Disclaimer

After reviewing AirGradient Pro Kit, I was contacted by AirGradient, and they offered me two Open Air units for review. I was planning to buy and review an Open Air unit anyway, so I don’t think it biased my review, but I think it should be noted nevertheless.

Indoor Air is a Priority

People spend most of their time indoors, and exposure time matters, which means that your bedroom is a perfect place to start your air quality improvement journey. I placed my first AirGradient Pro unit in my bedroom, and it helped me identify the following issues:

1. CO2 concentration often reached 2,300 ppm by the early morning, which is considered unhealthy. Let me cite Canadian regulations as an example:

The recommended long-term exposure limit for CO2 is 1,000 ppm (based on a 24-hour average). The guidelines are based on effects observed in epidemiological studies in schools or offices and controlled exposure studies.

2. PM 2.5 often exceeds 5 μg/m3, which is a WHO safe air threshold. Those spikes often coincide with ventilation, which hints that the outdoor air isn’t always as clean as I thought.

The data obtained for cause-specific mortality also support a long-term PM 2.5 AQG (Air Quality Guidelines) level of no more than 5 μg/m3.

#### RAW RECORDS:
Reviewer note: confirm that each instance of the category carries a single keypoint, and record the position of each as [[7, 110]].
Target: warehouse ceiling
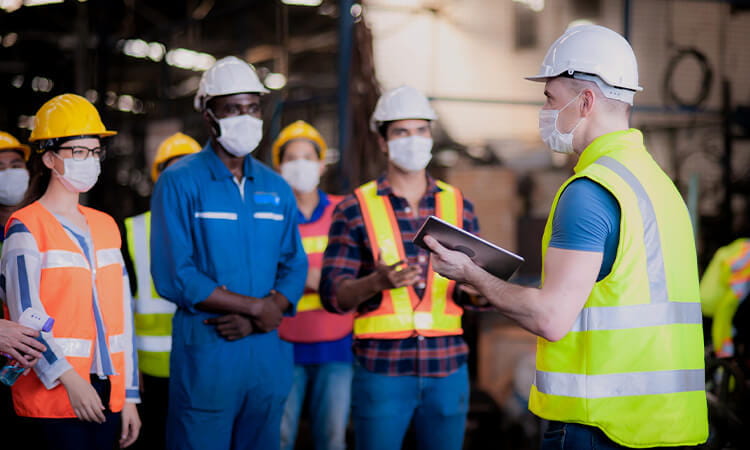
[[135, 57]]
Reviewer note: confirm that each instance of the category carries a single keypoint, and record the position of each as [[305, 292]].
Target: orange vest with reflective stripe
[[65, 290], [313, 323], [402, 313]]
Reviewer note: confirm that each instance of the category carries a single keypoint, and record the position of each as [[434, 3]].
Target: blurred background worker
[[620, 348], [14, 176], [724, 286], [226, 249], [153, 315], [64, 259], [322, 340], [15, 340], [411, 358]]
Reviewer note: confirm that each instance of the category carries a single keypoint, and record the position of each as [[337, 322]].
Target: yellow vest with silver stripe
[[153, 315], [632, 365], [311, 300]]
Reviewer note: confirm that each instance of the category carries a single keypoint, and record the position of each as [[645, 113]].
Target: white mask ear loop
[[562, 109]]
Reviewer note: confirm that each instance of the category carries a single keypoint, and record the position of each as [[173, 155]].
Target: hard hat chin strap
[[614, 93]]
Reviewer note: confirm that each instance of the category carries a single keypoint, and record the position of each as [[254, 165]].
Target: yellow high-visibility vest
[[401, 312], [153, 314], [632, 364], [723, 286]]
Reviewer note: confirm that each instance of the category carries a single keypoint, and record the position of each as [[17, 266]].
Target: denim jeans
[[573, 436], [329, 387], [383, 407]]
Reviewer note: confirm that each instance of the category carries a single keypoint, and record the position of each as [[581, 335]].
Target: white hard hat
[[593, 50], [229, 75], [401, 103]]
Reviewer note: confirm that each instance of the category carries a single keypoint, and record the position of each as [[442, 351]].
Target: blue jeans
[[330, 398], [383, 407], [573, 436]]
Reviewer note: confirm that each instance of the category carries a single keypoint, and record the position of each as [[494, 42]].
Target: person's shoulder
[[188, 165], [99, 218], [585, 188]]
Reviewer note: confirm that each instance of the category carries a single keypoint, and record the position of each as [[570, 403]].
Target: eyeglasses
[[80, 153]]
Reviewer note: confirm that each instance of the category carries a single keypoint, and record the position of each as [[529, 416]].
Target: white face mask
[[302, 175], [79, 176], [239, 135], [411, 153], [557, 141], [13, 185]]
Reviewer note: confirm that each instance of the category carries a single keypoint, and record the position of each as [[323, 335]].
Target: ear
[[382, 144], [588, 100], [213, 127]]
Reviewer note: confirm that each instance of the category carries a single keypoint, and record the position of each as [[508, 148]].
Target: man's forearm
[[352, 293], [519, 303], [223, 301]]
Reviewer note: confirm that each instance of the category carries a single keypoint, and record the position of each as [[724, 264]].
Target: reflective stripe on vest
[[620, 384], [154, 343], [65, 287], [436, 314], [153, 315], [632, 364], [312, 244]]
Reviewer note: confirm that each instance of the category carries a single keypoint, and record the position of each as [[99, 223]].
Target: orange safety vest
[[402, 313], [66, 291], [313, 323]]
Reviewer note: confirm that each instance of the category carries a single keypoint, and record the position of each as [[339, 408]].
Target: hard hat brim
[[101, 134]]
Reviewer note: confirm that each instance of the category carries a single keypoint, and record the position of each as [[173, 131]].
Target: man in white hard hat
[[620, 348], [225, 248], [411, 358]]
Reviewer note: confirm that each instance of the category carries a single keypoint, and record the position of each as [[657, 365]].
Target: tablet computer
[[495, 260]]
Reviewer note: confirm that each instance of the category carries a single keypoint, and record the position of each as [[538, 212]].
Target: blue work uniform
[[209, 230]]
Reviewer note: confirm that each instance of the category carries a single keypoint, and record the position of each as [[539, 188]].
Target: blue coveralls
[[204, 235]]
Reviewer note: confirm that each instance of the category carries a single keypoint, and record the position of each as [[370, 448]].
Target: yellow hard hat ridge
[[8, 142], [68, 115], [178, 144], [297, 130]]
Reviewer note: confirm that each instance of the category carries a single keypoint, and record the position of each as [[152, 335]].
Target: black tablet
[[495, 260]]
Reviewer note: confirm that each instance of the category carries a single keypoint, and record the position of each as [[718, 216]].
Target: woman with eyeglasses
[[64, 259]]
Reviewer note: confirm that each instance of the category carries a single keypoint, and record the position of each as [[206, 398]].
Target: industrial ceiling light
[[11, 5], [41, 2], [302, 2], [190, 59], [275, 81]]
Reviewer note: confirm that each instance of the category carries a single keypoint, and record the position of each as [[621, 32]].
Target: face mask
[[411, 153], [557, 141], [239, 135], [302, 175], [13, 185], [79, 176]]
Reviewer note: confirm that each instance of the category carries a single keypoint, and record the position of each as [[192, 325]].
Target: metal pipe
[[626, 20], [346, 28]]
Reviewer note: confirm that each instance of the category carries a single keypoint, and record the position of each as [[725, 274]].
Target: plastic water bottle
[[36, 320]]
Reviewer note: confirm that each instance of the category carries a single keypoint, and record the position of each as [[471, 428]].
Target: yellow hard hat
[[8, 142], [176, 145], [298, 130], [68, 115]]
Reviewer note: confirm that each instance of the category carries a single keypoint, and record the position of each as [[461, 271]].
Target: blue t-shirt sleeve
[[587, 218]]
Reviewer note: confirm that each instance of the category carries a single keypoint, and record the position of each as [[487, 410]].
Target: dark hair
[[282, 149], [41, 174], [383, 129]]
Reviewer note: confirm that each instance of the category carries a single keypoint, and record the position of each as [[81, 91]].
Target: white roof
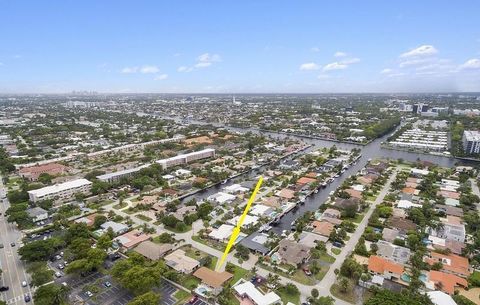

#### WORK INSTRUCTIONS:
**1.** Summarize the air quality review above in two sentences.
**2.** In the air quality review, what long-term CO2 exposure limit do the Canadian guidelines recommend?
**3.** Pick up the air quality review from where it stops.

#### SOLVED PROBLEMS:
**1.** After reviewing the AirGradient Pro Kit, the author received two Open Air units from AirGradient for review, though they had already planned to buy one. An AirGradient Pro unit in the bedroom showed CO2 often reaching 2,300 ppm by early morning, above Canada's recommended long-term limit of 1,000 ppm, and PM 2.5 often exceeding the WHO threshold of 5 μg/m3, with spikes that coincided with ventilation.

**2.** 1,000 ppm, based on a 24-hour average.

**3.**
How to Reduce CO2

There are a few things which increase indoor CO2 concentration:

• Human and animal breathing
• Gas-powered kitchen appliances
• Gas-powered heating

I don’t have any gas appliances in my house, but my bedroom needs to accommodate two persons and a single dog every night. Sleeping alone would certainly help, but it would be nice to find more realistic and universal solution. That solution is ventilation.

Before the Industrial Revolution, the outdoor air contained about 280 ppm of carbon dioxide. Our material well-being has reached unbelievable heights since then, but most of those improvements are based on cheap energy extraction, which happens to produce a lot of carbon dioxide. As a result, the current atmospheric CO2 level is already approaching 420 ppm.

The good news is, 420 ppm is still safe for breathing, so you can simply let some outdoor air in if you want to reduce your indoor CO2 concentration. Targeting 420 ppm is rarely a good idea, since ventilation involves heat transfer, which adds more work for your AC or a heating system. I’d say anything below 750-1,000 ppm is probably fine.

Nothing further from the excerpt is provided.